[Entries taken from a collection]
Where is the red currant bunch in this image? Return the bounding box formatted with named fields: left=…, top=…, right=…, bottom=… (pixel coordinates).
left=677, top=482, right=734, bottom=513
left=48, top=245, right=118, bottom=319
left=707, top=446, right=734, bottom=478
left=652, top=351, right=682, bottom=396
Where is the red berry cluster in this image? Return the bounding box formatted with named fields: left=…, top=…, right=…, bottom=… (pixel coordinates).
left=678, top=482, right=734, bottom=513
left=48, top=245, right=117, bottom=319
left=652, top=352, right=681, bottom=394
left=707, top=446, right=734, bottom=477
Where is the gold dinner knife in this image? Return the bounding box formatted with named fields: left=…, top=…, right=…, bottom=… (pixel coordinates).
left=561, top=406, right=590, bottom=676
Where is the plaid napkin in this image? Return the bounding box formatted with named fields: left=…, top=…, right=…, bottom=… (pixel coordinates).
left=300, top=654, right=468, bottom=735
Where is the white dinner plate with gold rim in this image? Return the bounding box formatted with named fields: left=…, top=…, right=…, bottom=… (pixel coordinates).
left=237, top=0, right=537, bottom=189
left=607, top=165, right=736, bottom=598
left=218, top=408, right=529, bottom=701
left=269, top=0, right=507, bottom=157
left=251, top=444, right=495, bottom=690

# WORK TO BE COMPLETED
The response should consist of all the entries, copied without any alteration.

# TASK SOLUTION
Where is the red currant bunch in this image? Return the bounding box formatted with named fields: left=…, top=…, right=…, bottom=… (pixel coordinates).
left=677, top=482, right=734, bottom=513
left=48, top=245, right=118, bottom=319
left=707, top=446, right=734, bottom=478
left=652, top=351, right=682, bottom=396
Where is the red berry cluster in this image? Return the bounding box formatted with named fields: left=…, top=…, right=…, bottom=… (pixel coordinates).
left=678, top=482, right=734, bottom=513
left=48, top=245, right=117, bottom=319
left=652, top=352, right=681, bottom=394
left=707, top=446, right=734, bottom=477
Where is the gold dinner knife in this image? Return the bounding box formatted with named fields: left=…, top=…, right=…, bottom=… (pixel coordinates).
left=561, top=406, right=590, bottom=676
Where is the plaid napkin in this image? Return the bounding box formatted with named fields: left=…, top=…, right=…, bottom=… (pixel coordinates).
left=300, top=654, right=468, bottom=735
Where is the white dinner plate with gold rim in this image? Return the bounding box formatted with named fields: left=…, top=…, right=…, bottom=… (pixel coordinates).
left=237, top=0, right=537, bottom=189
left=607, top=165, right=736, bottom=598
left=218, top=408, right=529, bottom=701
left=269, top=0, right=507, bottom=157
left=251, top=444, right=495, bottom=690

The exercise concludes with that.